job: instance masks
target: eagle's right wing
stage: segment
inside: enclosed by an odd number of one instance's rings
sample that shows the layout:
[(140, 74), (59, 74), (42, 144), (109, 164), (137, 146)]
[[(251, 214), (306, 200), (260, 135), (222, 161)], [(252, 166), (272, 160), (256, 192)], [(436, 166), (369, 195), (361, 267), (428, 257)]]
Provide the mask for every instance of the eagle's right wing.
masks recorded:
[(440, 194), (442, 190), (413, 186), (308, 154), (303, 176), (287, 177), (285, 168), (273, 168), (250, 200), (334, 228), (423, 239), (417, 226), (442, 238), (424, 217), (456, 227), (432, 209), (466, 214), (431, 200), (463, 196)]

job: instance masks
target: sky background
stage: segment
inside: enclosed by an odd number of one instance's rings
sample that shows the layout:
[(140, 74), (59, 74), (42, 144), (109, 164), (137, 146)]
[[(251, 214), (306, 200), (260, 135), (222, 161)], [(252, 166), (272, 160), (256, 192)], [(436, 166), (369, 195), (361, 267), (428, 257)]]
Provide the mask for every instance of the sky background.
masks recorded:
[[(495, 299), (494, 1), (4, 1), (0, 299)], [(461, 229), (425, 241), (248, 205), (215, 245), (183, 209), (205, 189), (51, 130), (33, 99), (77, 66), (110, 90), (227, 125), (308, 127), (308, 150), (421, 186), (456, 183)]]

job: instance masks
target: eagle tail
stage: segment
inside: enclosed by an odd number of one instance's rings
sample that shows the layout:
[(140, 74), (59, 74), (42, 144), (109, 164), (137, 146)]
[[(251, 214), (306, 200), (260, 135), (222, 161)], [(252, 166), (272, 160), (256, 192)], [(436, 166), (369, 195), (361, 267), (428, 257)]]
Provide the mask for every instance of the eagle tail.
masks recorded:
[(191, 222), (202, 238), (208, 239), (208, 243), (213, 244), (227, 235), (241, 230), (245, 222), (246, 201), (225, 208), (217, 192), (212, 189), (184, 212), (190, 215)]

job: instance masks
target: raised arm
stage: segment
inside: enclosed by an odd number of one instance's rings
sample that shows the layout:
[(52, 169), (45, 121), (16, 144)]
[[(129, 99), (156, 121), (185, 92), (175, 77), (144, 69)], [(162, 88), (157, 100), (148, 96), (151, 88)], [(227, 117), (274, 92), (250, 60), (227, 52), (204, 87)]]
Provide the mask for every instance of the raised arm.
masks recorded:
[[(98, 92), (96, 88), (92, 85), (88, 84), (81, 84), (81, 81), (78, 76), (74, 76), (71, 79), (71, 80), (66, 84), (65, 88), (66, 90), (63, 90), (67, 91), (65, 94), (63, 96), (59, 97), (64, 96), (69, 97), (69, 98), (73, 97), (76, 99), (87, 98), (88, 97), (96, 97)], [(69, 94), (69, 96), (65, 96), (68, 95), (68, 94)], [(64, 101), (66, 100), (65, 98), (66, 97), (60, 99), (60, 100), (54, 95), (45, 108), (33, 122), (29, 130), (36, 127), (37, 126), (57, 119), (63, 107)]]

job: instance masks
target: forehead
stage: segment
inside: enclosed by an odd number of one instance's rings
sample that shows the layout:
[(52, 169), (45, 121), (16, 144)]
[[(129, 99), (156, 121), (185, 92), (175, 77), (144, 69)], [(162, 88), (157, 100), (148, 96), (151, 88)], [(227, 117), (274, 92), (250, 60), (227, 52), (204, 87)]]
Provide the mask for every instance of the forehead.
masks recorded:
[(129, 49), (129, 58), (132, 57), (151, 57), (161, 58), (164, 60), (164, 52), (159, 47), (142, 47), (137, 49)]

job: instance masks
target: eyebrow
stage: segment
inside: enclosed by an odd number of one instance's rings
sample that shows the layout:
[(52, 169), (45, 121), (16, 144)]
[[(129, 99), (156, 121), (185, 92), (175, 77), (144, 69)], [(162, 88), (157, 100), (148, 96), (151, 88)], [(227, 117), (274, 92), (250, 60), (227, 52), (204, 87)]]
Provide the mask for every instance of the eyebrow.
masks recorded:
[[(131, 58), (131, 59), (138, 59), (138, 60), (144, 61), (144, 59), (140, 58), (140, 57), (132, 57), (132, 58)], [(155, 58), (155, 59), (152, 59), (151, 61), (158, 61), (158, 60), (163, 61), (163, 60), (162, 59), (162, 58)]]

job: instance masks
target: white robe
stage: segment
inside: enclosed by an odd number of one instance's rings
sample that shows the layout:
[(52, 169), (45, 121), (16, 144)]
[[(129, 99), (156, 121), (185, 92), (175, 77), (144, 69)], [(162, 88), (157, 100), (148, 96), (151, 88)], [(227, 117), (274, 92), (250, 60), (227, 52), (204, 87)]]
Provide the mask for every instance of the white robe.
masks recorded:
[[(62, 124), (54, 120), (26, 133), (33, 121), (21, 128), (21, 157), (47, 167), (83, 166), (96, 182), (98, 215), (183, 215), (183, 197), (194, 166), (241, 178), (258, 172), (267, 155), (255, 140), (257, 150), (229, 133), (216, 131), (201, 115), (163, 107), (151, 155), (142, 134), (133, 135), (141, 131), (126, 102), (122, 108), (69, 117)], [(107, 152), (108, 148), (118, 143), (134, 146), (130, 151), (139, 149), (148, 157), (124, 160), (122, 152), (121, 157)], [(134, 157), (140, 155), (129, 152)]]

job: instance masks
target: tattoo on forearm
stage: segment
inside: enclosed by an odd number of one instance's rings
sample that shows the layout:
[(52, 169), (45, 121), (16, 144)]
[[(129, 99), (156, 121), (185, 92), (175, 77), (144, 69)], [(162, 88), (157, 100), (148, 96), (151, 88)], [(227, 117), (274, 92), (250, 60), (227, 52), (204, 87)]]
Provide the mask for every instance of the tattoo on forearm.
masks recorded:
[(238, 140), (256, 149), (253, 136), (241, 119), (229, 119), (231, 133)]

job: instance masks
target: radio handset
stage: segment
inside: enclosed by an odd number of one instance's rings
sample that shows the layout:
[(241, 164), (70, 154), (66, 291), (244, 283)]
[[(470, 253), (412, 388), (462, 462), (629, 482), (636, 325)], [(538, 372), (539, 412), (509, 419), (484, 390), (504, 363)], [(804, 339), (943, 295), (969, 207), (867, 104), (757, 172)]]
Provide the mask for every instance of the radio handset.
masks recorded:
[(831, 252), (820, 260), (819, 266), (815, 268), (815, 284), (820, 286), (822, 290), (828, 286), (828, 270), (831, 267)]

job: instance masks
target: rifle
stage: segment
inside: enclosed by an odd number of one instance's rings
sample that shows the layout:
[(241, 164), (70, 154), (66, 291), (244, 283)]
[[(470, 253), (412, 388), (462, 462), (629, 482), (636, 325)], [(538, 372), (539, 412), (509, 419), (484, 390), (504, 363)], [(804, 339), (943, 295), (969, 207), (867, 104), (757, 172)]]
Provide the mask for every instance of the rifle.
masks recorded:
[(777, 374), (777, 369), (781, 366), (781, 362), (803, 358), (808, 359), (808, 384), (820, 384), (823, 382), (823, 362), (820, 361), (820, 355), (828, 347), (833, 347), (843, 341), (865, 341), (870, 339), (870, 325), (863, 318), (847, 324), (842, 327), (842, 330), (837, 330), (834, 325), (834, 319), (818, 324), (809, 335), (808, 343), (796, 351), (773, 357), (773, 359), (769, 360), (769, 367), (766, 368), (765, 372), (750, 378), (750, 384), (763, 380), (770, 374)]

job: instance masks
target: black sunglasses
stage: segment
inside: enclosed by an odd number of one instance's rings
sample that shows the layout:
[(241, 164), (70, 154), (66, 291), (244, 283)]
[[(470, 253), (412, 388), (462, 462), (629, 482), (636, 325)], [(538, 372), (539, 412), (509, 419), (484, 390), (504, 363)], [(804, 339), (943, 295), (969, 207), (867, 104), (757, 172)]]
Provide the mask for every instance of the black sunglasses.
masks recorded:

• • • •

_What you have to do_
Retype everything from the start of the listing down to the line that ends with "200), (463, 196)]", including that line.

_Task answer_
job: instance masks
target: eagle's right wing
stage: segment
inside: enclosed by an odd number of one instance's rings
sample that shows the layout:
[(140, 74), (59, 74), (42, 144), (109, 164), (137, 146)]
[[(251, 214), (306, 200), (260, 135), (222, 161)], [(252, 166), (272, 160), (256, 192)], [(436, 166), (369, 195), (361, 267), (428, 257)]]
Provide the mask for every instance of the eagle's right wing.
masks recorded:
[(440, 194), (442, 190), (413, 186), (308, 154), (303, 176), (287, 177), (285, 168), (273, 168), (250, 200), (334, 228), (423, 239), (417, 226), (442, 238), (424, 217), (456, 227), (432, 209), (466, 214), (431, 200), (463, 196)]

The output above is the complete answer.